╔══

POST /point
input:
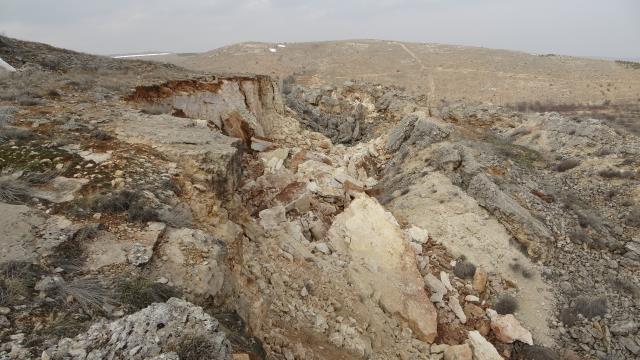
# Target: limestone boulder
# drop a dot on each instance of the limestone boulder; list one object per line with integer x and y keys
{"x": 153, "y": 332}
{"x": 195, "y": 260}
{"x": 508, "y": 329}
{"x": 382, "y": 264}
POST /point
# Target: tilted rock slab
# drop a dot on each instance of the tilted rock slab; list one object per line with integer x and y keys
{"x": 523, "y": 226}
{"x": 383, "y": 263}
{"x": 154, "y": 331}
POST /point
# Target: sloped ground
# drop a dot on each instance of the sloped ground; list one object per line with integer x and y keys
{"x": 438, "y": 71}
{"x": 354, "y": 222}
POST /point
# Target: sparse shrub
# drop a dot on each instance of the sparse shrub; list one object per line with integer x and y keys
{"x": 633, "y": 218}
{"x": 26, "y": 100}
{"x": 155, "y": 109}
{"x": 17, "y": 279}
{"x": 126, "y": 200}
{"x": 614, "y": 173}
{"x": 140, "y": 212}
{"x": 118, "y": 201}
{"x": 590, "y": 307}
{"x": 101, "y": 135}
{"x": 568, "y": 317}
{"x": 565, "y": 165}
{"x": 53, "y": 93}
{"x": 196, "y": 347}
{"x": 66, "y": 325}
{"x": 88, "y": 293}
{"x": 70, "y": 254}
{"x": 138, "y": 293}
{"x": 13, "y": 191}
{"x": 40, "y": 178}
{"x": 14, "y": 133}
{"x": 506, "y": 304}
{"x": 464, "y": 269}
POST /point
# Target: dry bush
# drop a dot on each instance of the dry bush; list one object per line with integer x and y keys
{"x": 140, "y": 292}
{"x": 101, "y": 135}
{"x": 13, "y": 191}
{"x": 8, "y": 133}
{"x": 88, "y": 293}
{"x": 70, "y": 254}
{"x": 506, "y": 304}
{"x": 17, "y": 279}
{"x": 464, "y": 269}
{"x": 615, "y": 173}
{"x": 633, "y": 218}
{"x": 126, "y": 200}
{"x": 196, "y": 347}
{"x": 40, "y": 178}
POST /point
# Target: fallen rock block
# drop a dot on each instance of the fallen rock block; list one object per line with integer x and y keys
{"x": 482, "y": 349}
{"x": 508, "y": 329}
{"x": 153, "y": 332}
{"x": 382, "y": 259}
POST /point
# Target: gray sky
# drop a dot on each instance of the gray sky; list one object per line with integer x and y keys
{"x": 605, "y": 28}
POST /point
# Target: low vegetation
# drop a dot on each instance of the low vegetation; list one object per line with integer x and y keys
{"x": 17, "y": 280}
{"x": 140, "y": 292}
{"x": 13, "y": 191}
{"x": 89, "y": 293}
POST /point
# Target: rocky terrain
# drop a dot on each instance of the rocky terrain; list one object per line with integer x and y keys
{"x": 437, "y": 72}
{"x": 154, "y": 212}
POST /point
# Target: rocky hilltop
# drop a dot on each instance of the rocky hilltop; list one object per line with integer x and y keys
{"x": 154, "y": 212}
{"x": 436, "y": 71}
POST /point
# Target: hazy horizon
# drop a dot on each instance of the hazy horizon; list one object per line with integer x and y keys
{"x": 578, "y": 28}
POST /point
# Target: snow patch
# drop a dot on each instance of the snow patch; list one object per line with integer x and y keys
{"x": 140, "y": 55}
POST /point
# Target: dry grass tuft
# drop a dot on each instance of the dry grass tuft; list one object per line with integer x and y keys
{"x": 140, "y": 292}
{"x": 506, "y": 304}
{"x": 17, "y": 280}
{"x": 88, "y": 293}
{"x": 464, "y": 269}
{"x": 13, "y": 191}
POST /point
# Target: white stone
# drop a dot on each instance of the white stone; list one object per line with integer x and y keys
{"x": 482, "y": 349}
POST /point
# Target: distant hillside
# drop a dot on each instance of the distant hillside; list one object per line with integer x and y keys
{"x": 443, "y": 72}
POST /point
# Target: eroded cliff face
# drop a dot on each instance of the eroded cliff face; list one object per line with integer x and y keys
{"x": 240, "y": 106}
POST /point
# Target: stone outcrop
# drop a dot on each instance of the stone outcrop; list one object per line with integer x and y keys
{"x": 523, "y": 226}
{"x": 154, "y": 332}
{"x": 383, "y": 264}
{"x": 216, "y": 157}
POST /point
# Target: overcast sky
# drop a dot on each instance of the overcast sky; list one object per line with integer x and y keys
{"x": 604, "y": 28}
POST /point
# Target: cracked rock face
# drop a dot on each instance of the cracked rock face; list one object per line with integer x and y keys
{"x": 383, "y": 264}
{"x": 154, "y": 332}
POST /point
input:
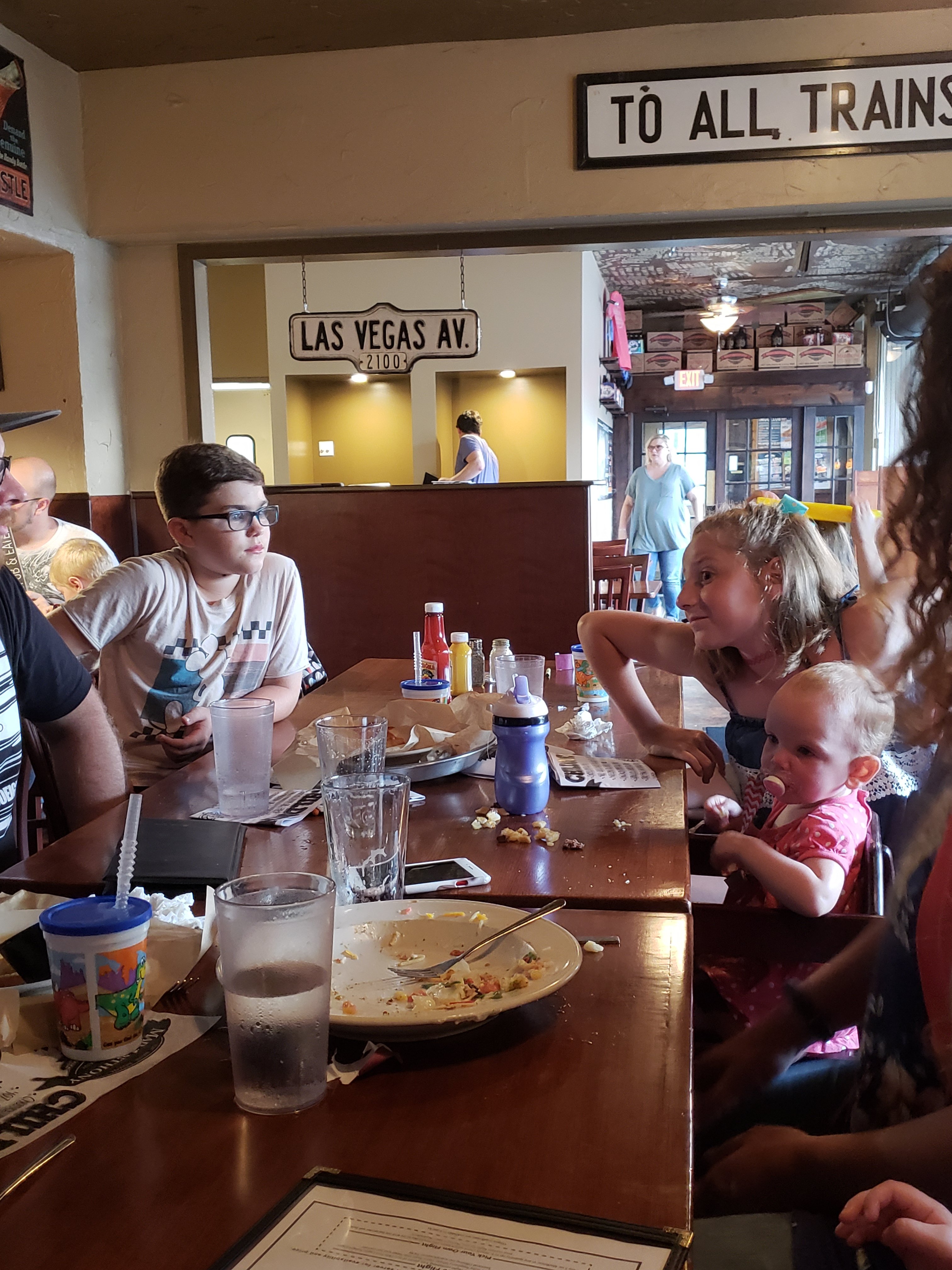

╚══

## Brief:
Return exactly the lines of the data, beginning with the first and ending with the line containing "# Target: sparse shrub". Skip the pictures.

## Task solution:
POST /point
input:
# Target: limestone boulder
# drop a dot on each instance of the limestone boulder; list one object per line with integer x and y keys
{"x": 153, "y": 332}
{"x": 195, "y": 260}
{"x": 508, "y": 329}
{"x": 382, "y": 264}
POST /point
# Target: tilted rock slab
# drop a dot on each instance of the tilted rock slab; list one object per line with integer x and y keys
{"x": 523, "y": 226}
{"x": 383, "y": 263}
{"x": 154, "y": 331}
POST /point
# Target: sloped ground
# drop a dot on each instance of the sloped ground; list one object per line with integer x and y keys
{"x": 438, "y": 71}
{"x": 354, "y": 222}
POST /point
# Target: sparse shrub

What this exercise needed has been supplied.